**Task to complete**
What follows is a block of records; reproduce all of it verbatim.

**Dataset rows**
○ ○ ○

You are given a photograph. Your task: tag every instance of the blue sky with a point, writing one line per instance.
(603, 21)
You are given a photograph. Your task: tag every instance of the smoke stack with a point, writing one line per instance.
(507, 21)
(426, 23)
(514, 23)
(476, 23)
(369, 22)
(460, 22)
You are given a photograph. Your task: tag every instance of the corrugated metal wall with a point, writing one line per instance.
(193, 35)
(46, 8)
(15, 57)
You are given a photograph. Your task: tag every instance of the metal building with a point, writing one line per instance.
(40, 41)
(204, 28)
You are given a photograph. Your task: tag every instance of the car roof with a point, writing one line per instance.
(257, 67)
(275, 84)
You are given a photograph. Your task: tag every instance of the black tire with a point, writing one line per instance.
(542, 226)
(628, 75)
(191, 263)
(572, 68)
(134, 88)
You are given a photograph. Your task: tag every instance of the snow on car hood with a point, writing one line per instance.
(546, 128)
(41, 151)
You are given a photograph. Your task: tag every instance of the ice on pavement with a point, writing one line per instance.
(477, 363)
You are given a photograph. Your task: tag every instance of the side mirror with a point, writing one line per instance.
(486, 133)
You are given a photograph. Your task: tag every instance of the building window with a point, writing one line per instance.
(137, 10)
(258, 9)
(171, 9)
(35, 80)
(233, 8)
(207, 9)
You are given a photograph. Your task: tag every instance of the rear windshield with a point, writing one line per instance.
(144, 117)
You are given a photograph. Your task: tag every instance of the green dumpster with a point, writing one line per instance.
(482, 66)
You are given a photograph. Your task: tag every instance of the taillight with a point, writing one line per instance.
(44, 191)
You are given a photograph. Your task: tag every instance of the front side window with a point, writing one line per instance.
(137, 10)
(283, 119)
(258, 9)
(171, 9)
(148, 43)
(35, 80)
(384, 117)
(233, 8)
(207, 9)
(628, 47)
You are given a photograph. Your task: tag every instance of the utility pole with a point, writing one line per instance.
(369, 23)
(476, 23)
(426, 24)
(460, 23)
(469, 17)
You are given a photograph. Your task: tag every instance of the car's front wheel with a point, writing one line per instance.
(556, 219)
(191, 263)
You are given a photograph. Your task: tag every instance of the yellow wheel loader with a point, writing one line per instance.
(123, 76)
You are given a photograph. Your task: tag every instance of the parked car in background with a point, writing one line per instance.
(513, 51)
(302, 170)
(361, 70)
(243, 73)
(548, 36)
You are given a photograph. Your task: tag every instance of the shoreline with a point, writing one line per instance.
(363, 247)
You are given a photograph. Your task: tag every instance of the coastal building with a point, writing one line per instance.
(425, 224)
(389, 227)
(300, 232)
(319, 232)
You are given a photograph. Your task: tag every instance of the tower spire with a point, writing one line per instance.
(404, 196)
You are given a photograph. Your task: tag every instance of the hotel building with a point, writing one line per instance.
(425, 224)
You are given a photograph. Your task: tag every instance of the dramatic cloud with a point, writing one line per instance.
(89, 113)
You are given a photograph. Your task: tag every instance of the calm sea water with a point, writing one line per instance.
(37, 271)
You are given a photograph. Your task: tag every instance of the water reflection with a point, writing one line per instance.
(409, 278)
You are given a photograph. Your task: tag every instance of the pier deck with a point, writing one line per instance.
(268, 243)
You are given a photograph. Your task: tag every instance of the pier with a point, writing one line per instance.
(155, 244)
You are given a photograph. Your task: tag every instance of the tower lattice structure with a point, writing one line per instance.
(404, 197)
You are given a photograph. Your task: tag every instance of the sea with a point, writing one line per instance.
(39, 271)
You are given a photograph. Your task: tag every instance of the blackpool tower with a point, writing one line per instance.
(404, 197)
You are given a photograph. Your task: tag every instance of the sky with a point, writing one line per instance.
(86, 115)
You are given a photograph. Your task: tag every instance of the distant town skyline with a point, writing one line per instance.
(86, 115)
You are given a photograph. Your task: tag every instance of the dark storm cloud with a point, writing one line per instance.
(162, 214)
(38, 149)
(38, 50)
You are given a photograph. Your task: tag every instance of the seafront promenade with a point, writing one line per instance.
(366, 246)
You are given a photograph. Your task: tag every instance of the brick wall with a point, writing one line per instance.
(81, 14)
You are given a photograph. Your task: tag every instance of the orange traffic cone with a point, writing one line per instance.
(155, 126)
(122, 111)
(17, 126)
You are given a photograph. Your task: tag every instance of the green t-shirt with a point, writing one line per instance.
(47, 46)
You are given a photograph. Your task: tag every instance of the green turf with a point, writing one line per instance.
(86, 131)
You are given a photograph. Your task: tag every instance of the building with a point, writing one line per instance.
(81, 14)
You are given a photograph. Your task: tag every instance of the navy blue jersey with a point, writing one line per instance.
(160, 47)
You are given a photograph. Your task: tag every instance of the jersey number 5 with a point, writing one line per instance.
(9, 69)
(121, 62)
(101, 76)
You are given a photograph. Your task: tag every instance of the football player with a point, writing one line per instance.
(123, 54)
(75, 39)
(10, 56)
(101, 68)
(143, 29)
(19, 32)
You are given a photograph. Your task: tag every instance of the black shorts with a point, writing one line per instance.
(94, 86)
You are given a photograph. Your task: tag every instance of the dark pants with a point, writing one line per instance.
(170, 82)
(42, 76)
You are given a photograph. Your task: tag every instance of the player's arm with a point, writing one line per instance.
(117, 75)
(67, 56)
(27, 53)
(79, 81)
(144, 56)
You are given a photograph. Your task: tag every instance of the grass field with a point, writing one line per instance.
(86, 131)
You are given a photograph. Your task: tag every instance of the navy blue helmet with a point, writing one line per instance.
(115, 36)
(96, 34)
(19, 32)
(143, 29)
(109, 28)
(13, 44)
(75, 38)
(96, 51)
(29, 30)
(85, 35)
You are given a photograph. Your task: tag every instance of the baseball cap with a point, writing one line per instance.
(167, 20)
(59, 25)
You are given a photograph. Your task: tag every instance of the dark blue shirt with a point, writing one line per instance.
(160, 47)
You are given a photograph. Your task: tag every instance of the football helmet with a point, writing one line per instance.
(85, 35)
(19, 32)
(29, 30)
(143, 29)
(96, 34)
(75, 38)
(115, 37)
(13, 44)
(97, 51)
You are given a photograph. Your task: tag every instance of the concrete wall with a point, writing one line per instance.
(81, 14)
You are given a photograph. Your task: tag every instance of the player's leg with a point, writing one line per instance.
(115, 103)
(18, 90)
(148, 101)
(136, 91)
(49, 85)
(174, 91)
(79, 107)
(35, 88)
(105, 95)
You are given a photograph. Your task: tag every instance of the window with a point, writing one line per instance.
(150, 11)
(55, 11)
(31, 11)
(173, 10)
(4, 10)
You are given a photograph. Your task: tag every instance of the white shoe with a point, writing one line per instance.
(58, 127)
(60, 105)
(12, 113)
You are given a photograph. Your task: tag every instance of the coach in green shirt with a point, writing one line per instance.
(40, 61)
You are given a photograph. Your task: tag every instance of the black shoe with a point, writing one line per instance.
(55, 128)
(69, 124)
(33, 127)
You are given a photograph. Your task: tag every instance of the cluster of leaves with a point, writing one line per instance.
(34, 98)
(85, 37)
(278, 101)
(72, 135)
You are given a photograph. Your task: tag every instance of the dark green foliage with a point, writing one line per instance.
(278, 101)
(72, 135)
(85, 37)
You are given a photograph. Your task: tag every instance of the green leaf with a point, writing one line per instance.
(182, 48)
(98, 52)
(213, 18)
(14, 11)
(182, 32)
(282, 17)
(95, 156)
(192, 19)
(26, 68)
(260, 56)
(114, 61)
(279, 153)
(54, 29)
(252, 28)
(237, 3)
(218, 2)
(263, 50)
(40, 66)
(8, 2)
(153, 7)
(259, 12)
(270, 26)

○ ○ ○

**Full response**
You are given a photograph. Your task: tag every instance of the blue sky with a point, writing one line per instance.
(603, 21)
You are given a photograph. Your task: tag every instance of the smoke stack with a point, writing one line per instance.
(507, 21)
(426, 23)
(514, 23)
(476, 23)
(369, 22)
(460, 22)
You are given a photograph. Your task: tag every instance of the corrugated metal wall with a point, writing one line per instance.
(193, 35)
(46, 8)
(15, 57)
You are given a photograph. Your task: tag every instance of the metal building with a point, writing one line per instance.
(40, 41)
(204, 28)
You are given a photograph. Your task: tag every instance of the car roof with a point, writing one line per instance.
(257, 67)
(275, 84)
You are given a photograph. Your task: tag every instance of the black tire with a point, writing one line per instance.
(542, 226)
(628, 75)
(191, 263)
(572, 68)
(134, 88)
You are given a photograph. Your task: tag every instance of the snow on car hood with a point, writing one line per instance.
(546, 128)
(41, 151)
You are given a photograph. Your task: tag every instance of the ice on pavement with a point, writing one line per instance.
(477, 363)
You are given a photograph. Your task: tag every instance of the side mirror with a point, writing one line per instance.
(486, 133)
You are given a photograph. Your task: tag every instance of the building window with a point, writing one line per instance.
(137, 10)
(258, 9)
(171, 9)
(35, 80)
(233, 8)
(207, 9)
You are given a photograph. Your task: tag every instance of the rear windshield with a point, writing one line per instance.
(144, 117)
You are given a photograph. Your task: tag every instance of the green dumpster with a point, writing one line per instance.
(482, 66)
You are given a photograph. Your task: tag every instance of the taillight with a point, writing one line per instance.
(44, 191)
You are given a photograph. Your task: tag every instance of the front side window with a point, writing one line per instance.
(137, 10)
(283, 119)
(258, 9)
(171, 9)
(148, 43)
(35, 80)
(384, 117)
(233, 8)
(207, 9)
(628, 47)
You are given a photograph. Your task: tag every instance of the utility pole with a point, writing one line per instance.
(369, 23)
(476, 23)
(426, 24)
(460, 23)
(469, 17)
You are given a photograph. Your task: tag every instance of the car's front wheel with a point, writing one line per instance.
(556, 219)
(191, 263)
You are given a photograph. Your task: tag every instance of the yellow wheel loader with a point, writing one line per instance.
(123, 76)
You are given a photograph. Your task: tag every instance of the parked car in background with a point, writing one line per instance.
(513, 51)
(302, 170)
(361, 70)
(243, 73)
(548, 36)
You are given a photograph. Your task: tag every instance of the shoreline with a point, writing one line per instance.
(363, 247)
You are given a photograph. Your task: tag every instance of the coastal building with a point, writing one line per instance.
(425, 224)
(389, 227)
(300, 232)
(319, 232)
You are given a photograph. Your task: tag every instance of the tower spire with a point, writing one line per instance.
(404, 196)
You are given a photograph. Your task: tag every instance of the hotel building with a point, writing one line per instance.
(425, 224)
You are given a photograph. Your task: tag every instance of the dramatic cloud with a point, writing one line per instance.
(89, 113)
You are given a photograph. Your task: tag every instance of the calm sea water with a point, writing one line per instance.
(37, 271)
You are given a photograph. Your task: tag every instance of the water reflection with a point, writing one line per instance.
(409, 278)
You are given a photograph. Your task: tag every instance of the pier deck with a point, writing one line per instance.
(268, 243)
You are given a photograph. Your task: tag every instance of the pier with a point, writing one line per instance.
(155, 244)
You are given a photograph. Your task: tag every instance of the tower lattice structure with a point, writing one line per instance.
(404, 197)
You are given a photograph. Your task: tag every instance of the sea with a point, writing one line per instance.
(39, 271)
You are given a photograph. Your task: tag every instance of the blackpool tower with a point, writing one line per instance.
(404, 197)
You are given a photograph. Your task: tag every instance of the sky with a point, writing one line per instance.
(86, 115)
You are given a photograph. Your task: tag every instance of the distant town skyline with a point, writing one line per instance.
(86, 115)
You are given a photograph. Your task: tag every instance of the dark storm cloud with a point, writing one line per instance.
(162, 214)
(38, 149)
(38, 50)
You are given a photograph. Your task: tag every instance of the seafront promenade with a point, writing one line per instance.
(366, 246)
You are given a photograph. Your task: tag every instance of the brick wall with a point, writing one line per instance.
(81, 14)
You are given a photograph. Your task: tag every instance of the orange traffic cone with a point, writing one line per instance.
(155, 126)
(122, 111)
(17, 126)
You are given a photograph. Your task: tag every instance of the green t-shirt with a point, writing one line per instance.
(47, 46)
You are given a photograph. Your task: tag every instance of the green turf with a point, writing one line per instance.
(86, 131)
You are given a photograph. Your task: tag every instance of the building with a point, writing one line per instance.
(81, 14)
You are given a photograph. Your task: tag every instance of the navy blue jersey with a point, writing one line per instance.
(160, 47)
You are given a photograph. Your task: tag every instance of the jersey number 5 with a point, writing one line per instance.
(9, 69)
(121, 62)
(101, 76)
You are given a photograph. Your task: tag every instance of the football player with a point, writing one line per instance.
(123, 54)
(75, 39)
(10, 56)
(101, 68)
(143, 29)
(19, 32)
You are given a photograph. Your task: tag every instance of the black shorts with a point, writing one line per instance.
(94, 86)
You are given a photograph. Your task: tag every instance of the dark pants with a point, writing one line per instance.
(170, 82)
(42, 76)
You are given a photograph. Your task: tag every instance of the player's arm with a point, writing one line per instance.
(117, 75)
(67, 56)
(27, 53)
(79, 81)
(144, 56)
You are given a photograph. Your task: tag every instance of the grass field with a point, writing one line per instance.
(86, 131)
You are given a photograph. Your task: tag every instance of the navy blue helmet with a point, writing one line per instance.
(115, 36)
(96, 34)
(19, 32)
(143, 29)
(109, 28)
(13, 44)
(75, 38)
(96, 51)
(29, 30)
(85, 35)
You are given a photograph. Your task: tag every instance of the baseball cap with a point, writing one line per instance.
(167, 20)
(59, 25)
You are given a photograph. Your task: tag every instance of the dark blue shirt with a point, writing one line per instance.
(160, 47)
You are given a photograph. Your task: tag every instance of the football helmet with a point, writing one line per instance.
(85, 35)
(19, 32)
(29, 30)
(143, 29)
(96, 34)
(75, 38)
(115, 37)
(13, 44)
(97, 51)
You are given a photograph. Your task: tag every instance of the concrete wall with a point, writing one line per instance.
(81, 14)
You are given a photograph. Your task: tag every instance of the player's leg with a point, writing one line per instance.
(115, 103)
(18, 90)
(148, 101)
(136, 91)
(49, 85)
(174, 91)
(79, 107)
(35, 88)
(105, 95)
You are given a photograph. Your task: tag every instance of the window with a point, writing one line per instance.
(150, 11)
(55, 11)
(31, 11)
(173, 10)
(4, 10)
You are given a photograph. Your task: tag every instance of the white shoe with a point, writing one line per instance.
(58, 127)
(60, 105)
(12, 113)
You are given a photograph. Your task: tag every instance of the coach in green shirt with a point, writing one line per instance.
(40, 61)
You are given a photograph. Your task: tag every instance of the black shoe with a point, writing one line per instance.
(55, 128)
(69, 124)
(33, 127)
You are given a photograph. Your task: tag every instance of the cluster of leaves with a point, writing one line per instance.
(34, 98)
(85, 37)
(278, 101)
(72, 135)
You are given a photograph. Your task: tag every instance of the dark green foliage with a point, writing one line per instance.
(278, 101)
(72, 135)
(85, 37)
You are given a photograph. Your task: tag every instance of the green leaf with a point, writing one line per instance.
(182, 48)
(98, 52)
(213, 18)
(14, 11)
(182, 32)
(282, 17)
(95, 156)
(192, 19)
(26, 68)
(260, 56)
(114, 61)
(279, 153)
(54, 29)
(252, 28)
(237, 3)
(218, 2)
(263, 50)
(40, 66)
(8, 2)
(153, 7)
(259, 12)
(270, 26)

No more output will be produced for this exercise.